Recorded data:
-----

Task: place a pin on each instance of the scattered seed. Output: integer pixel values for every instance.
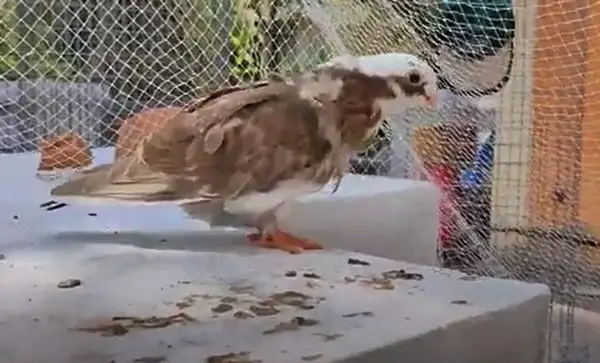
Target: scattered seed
(263, 310)
(69, 284)
(56, 206)
(310, 358)
(401, 274)
(329, 337)
(242, 315)
(311, 275)
(379, 283)
(301, 321)
(157, 359)
(291, 298)
(356, 261)
(291, 273)
(293, 324)
(362, 313)
(312, 285)
(222, 308)
(242, 357)
(241, 289)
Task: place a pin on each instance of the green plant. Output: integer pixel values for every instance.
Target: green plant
(246, 37)
(27, 50)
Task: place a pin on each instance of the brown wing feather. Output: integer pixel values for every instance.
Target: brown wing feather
(235, 141)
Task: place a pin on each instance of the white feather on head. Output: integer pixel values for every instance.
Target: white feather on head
(392, 65)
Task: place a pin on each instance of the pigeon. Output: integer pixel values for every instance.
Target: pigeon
(235, 156)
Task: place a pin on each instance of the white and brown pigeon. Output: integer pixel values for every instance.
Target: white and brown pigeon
(235, 156)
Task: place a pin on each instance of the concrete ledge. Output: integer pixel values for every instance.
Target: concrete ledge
(442, 317)
(392, 218)
(386, 217)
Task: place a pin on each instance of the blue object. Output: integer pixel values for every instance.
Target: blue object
(480, 173)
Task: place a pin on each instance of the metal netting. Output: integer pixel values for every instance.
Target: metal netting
(513, 144)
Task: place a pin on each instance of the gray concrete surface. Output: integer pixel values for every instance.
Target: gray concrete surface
(141, 262)
(357, 317)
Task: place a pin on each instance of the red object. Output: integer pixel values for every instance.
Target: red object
(444, 176)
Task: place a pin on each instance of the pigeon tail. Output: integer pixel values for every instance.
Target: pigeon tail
(112, 182)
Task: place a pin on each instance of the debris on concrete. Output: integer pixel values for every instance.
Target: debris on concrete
(69, 283)
(222, 308)
(242, 357)
(362, 313)
(402, 274)
(356, 261)
(294, 324)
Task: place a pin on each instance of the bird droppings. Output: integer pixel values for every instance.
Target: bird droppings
(186, 302)
(222, 308)
(329, 337)
(378, 283)
(311, 275)
(310, 358)
(356, 261)
(242, 357)
(69, 283)
(402, 274)
(121, 325)
(294, 324)
(52, 205)
(291, 298)
(241, 289)
(242, 315)
(312, 285)
(362, 313)
(264, 310)
(157, 359)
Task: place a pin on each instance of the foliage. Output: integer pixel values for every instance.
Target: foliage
(246, 37)
(19, 58)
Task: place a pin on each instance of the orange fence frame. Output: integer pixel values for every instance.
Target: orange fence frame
(565, 133)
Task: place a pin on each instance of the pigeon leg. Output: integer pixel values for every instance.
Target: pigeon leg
(270, 236)
(283, 241)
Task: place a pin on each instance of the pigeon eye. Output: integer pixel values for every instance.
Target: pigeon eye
(414, 78)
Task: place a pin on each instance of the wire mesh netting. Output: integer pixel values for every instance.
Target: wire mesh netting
(513, 144)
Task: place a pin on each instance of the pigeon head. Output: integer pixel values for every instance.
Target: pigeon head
(365, 90)
(412, 80)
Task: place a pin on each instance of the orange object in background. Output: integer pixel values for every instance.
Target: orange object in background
(66, 151)
(136, 127)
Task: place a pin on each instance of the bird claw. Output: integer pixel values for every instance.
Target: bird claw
(283, 241)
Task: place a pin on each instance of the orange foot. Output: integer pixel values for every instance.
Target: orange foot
(283, 241)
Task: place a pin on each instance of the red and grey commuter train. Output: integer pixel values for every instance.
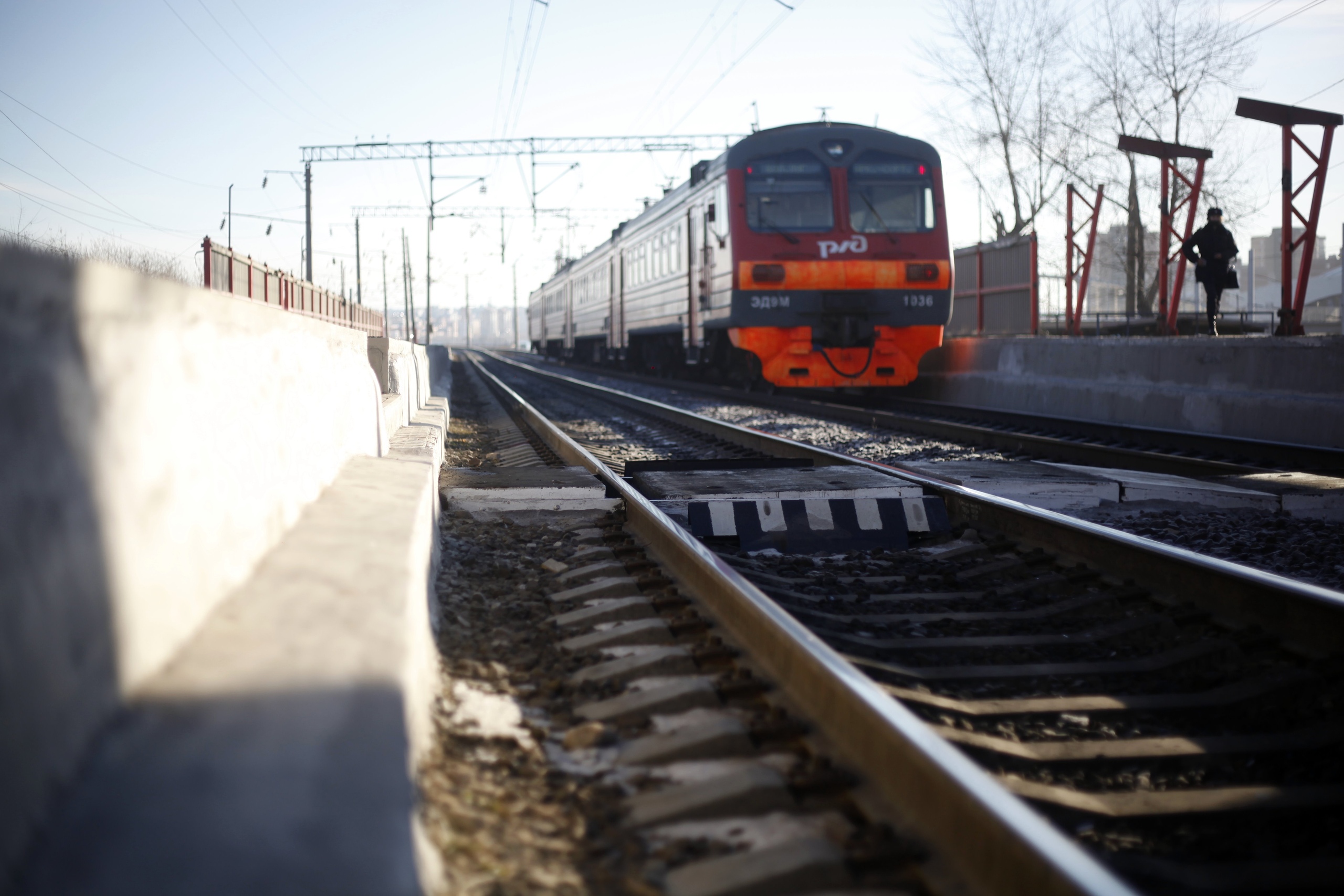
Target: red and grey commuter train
(811, 256)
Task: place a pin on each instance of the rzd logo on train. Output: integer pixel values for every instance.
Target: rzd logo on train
(857, 244)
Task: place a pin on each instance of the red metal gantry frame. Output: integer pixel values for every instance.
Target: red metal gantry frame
(1168, 300)
(273, 287)
(1074, 315)
(1294, 293)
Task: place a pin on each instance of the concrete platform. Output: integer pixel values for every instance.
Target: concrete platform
(527, 495)
(1280, 390)
(1300, 495)
(215, 656)
(1042, 486)
(784, 484)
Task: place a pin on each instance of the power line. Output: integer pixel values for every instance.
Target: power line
(286, 62)
(518, 73)
(130, 162)
(499, 90)
(107, 233)
(237, 77)
(517, 147)
(531, 65)
(1299, 11)
(256, 65)
(685, 54)
(756, 44)
(121, 219)
(1321, 90)
(1247, 16)
(77, 178)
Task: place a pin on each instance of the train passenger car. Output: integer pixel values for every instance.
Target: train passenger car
(811, 256)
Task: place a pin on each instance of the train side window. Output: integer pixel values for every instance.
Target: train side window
(890, 195)
(790, 194)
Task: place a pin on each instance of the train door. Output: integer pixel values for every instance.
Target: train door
(568, 332)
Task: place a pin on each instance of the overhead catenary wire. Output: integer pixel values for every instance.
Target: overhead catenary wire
(256, 65)
(80, 179)
(531, 65)
(104, 150)
(756, 44)
(125, 220)
(237, 77)
(44, 205)
(1311, 4)
(286, 62)
(1334, 83)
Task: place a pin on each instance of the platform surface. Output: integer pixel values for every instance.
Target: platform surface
(786, 484)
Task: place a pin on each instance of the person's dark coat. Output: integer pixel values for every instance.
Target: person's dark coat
(1215, 248)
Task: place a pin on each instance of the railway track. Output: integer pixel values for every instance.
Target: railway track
(1050, 705)
(1035, 436)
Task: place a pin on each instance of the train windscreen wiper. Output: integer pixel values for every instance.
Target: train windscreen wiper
(780, 230)
(877, 214)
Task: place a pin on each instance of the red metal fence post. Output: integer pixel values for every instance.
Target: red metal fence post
(1035, 288)
(980, 292)
(1088, 257)
(1069, 260)
(1167, 303)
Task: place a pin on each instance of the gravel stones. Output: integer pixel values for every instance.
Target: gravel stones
(1307, 550)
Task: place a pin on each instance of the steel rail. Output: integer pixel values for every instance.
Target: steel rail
(1055, 437)
(517, 147)
(998, 842)
(1306, 616)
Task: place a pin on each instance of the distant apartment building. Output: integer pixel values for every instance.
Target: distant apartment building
(1107, 281)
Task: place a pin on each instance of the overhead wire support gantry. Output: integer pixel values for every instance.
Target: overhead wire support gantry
(531, 147)
(1168, 287)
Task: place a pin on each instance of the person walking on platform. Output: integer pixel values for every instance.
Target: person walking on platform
(1217, 250)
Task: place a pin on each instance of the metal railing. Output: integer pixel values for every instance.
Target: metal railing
(1122, 324)
(227, 272)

-----

TASK STATEMENT: Rewrite all of the lines above, changing "place a pin" to "put a marker" everywhere and keeping everything else the same. Leave the pictures out.

FINAL ANSWER:
Task: put a marker on each instance of the scattered seed. Output: integer pixel values for every instance.
Target: scattered seed
(263, 310)
(69, 284)
(56, 206)
(310, 358)
(401, 274)
(329, 337)
(242, 315)
(311, 275)
(379, 283)
(301, 321)
(157, 359)
(291, 298)
(356, 261)
(291, 273)
(293, 324)
(362, 313)
(312, 285)
(222, 308)
(242, 357)
(241, 289)
Task: put a marker on each instance of the green plant. Output: integer pixel values for every instance.
Target: green plant
(246, 37)
(27, 50)
Task: put a marker on each instance of the brown wing feather. Output: integer pixel values for every instance.
Target: brown wing feather
(235, 141)
Task: put a marker on each instance of the white feather on head. Output: integer pixel values for every instance.
Target: white feather on head
(392, 65)
Task: put a marker on each instance of the pigeon. Output: integer pixel values for every instance.
Target: pigeon
(235, 156)
Task: put a marker on each instance of the white and brown pigeon. Output: integer pixel values for every instance.
Target: white and brown pigeon
(235, 156)
Task: put a marker on each instance of the concrete ledge. Output: integer pixel values for every instance.
Target: concrete ledge
(442, 317)
(392, 218)
(386, 217)
Task: put a marker on each instance of the blue object. Output: integer pixel values for every instance.
Target: blue object
(480, 173)
Task: put a marker on each instance of the metal netting. Output: integer pixel values for every instance.
Target: metal netting
(513, 144)
Task: put a marker on each instance of the gray concrete surface. Output: integer pixel values for every instance.
Target: gray concrete surface
(141, 262)
(357, 317)
Task: put a marker on each instance of the red object. Output: integer pixel values for every instance.
Target: red object
(444, 176)
Task: put a marker on each instance of the pigeon tail. Output: integer pixel values for every instance.
Target: pigeon tail
(112, 182)
Task: put a marker on each instance of the debris on concrete. Output: integer pixel values for every instance.
Target: debris on concrete
(69, 283)
(222, 308)
(242, 357)
(362, 313)
(402, 274)
(356, 261)
(294, 324)
Task: put a marker on each instance of the bird droppings. Output: integer pixel values for every instance.
Target: bird droppings
(186, 302)
(222, 308)
(329, 337)
(378, 283)
(311, 275)
(310, 358)
(356, 261)
(242, 357)
(69, 283)
(402, 274)
(121, 325)
(294, 324)
(52, 205)
(291, 298)
(241, 289)
(242, 315)
(312, 285)
(362, 313)
(264, 310)
(157, 359)
Task: put a marker on each instance of the foliage. Output: integer pixel values for every instance.
Target: foliage
(246, 37)
(19, 58)
Task: put a marker on each instance of the orange fence frame. Output: integer pixel values for every instance.
Target: orange fence frame
(565, 133)
Task: put a marker on each instance of the pigeon leg. Output: integer pixel values for every instance.
Target: pigeon leg
(270, 236)
(283, 241)
Task: put a marker on each instance of the pigeon eye. Output: integer pixel values for every instance.
Target: pigeon eye
(414, 78)
Task: put a marker on each instance of the wire mesh netting. Output: integer pixel values for every instance.
Target: wire mesh netting
(513, 144)
Task: put a marker on each instance of the pigeon head. Output: integer pixel values for every instance.
Target: pigeon head
(365, 90)
(412, 80)
Task: put a marker on each instance of the orange object in background. Output: integer pixel values for every instance.
Target: orange object in background
(66, 151)
(136, 127)
Task: put a marker on each instance of the bird claw. Output: integer pixel values for every instance.
Target: bird claw
(283, 241)
Task: put a marker on each instance of the orange foot. Output: integer pixel values for every instance.
Target: orange foot
(283, 241)
Task: put a marker on each instance of the red and grey commuter train. Output: integer pixel values for every instance.
Target: red and grey commuter train
(811, 256)
Task: put a marker on each instance of the rzd logo on train. Output: integer pixel values for every instance.
Target: rzd logo on train
(857, 244)
Task: put a marker on each instance of the red metal gantry frame. Output: integer pixel values for every instance.
Target: red metal gantry frame
(1168, 300)
(273, 287)
(1074, 315)
(1294, 293)
Task: put a marker on each instance of the concrete platform. Output: integer pixel values for every instance.
Target: concrete platform
(527, 495)
(1280, 390)
(1300, 495)
(215, 656)
(1042, 486)
(784, 484)
Task: put a marker on each instance of the power line. Output: integer pixel values for every instance.
Target: power line
(286, 62)
(518, 73)
(130, 162)
(499, 90)
(107, 233)
(237, 77)
(517, 147)
(531, 65)
(1299, 11)
(256, 65)
(685, 54)
(756, 44)
(121, 219)
(1321, 90)
(1247, 16)
(77, 178)
Task: put a marker on each instance of the train passenger car. Output: integer pixel values for every instance.
Target: train passenger car
(811, 256)
Task: put a marker on each instance of the train side window. Output: integer pixel values for every instance.
Target: train side window
(890, 195)
(790, 194)
Task: put a marker on each instance of the train door. Output: integer pixel values for every instance.
Target: train door
(568, 332)
Task: put a marker on each instance of the overhead catenary wire. Output: integer pixel values for every instance.
Target: overhead catenary wire
(256, 65)
(80, 179)
(531, 65)
(104, 150)
(756, 44)
(125, 220)
(237, 77)
(44, 205)
(1311, 4)
(286, 62)
(1334, 83)
Task: put a marker on each instance of the platform surface. Output: integer pixel values for every instance.
Target: platform surface
(786, 484)
Task: put a marker on each instance of the person's dark coat. Output: integer pixel values for every instance.
Target: person's dark coat
(1215, 248)
Task: put a marker on each instance of the railway track. Output: integer pixel values for every instance.
Target: railway track
(1050, 705)
(1035, 436)
Task: put a marker on each instance of the train windscreen wiper. Output: integer pixel values for every instance.
Target: train windscreen wiper
(780, 230)
(877, 214)
Task: put a marker on each instance of the red metal fence post. Output: integer pixel values for every instance.
Target: red metal fence post
(1035, 288)
(980, 292)
(1088, 257)
(1069, 260)
(1167, 303)
Task: put a marker on each instance of the gravel stones. Output: integer pixel values for every instance.
Target: gravel stones
(1307, 550)
Task: put a marker on each instance of the steel rail. Output: integer pixel values for every instance.
Target: steel rail
(1055, 437)
(517, 147)
(998, 842)
(1306, 616)
Task: put a marker on each instance of the distant apartment building. Output: integer pixel values for every instance.
Target: distant apartment building
(1107, 281)
Task: put a marker on each instance of the overhead wire support gantry. Output: integer pixel values for every instance.
Target: overhead wire support gantry
(531, 147)
(1168, 287)
Task: put a marker on each instance of the person walking on platform. Output: integer pixel values for every instance.
Target: person walking on platform
(1217, 250)
Task: put a marker on each instance of the metal railing. Output: integer pixel values for every instance.
Target: metal railing
(1122, 324)
(227, 272)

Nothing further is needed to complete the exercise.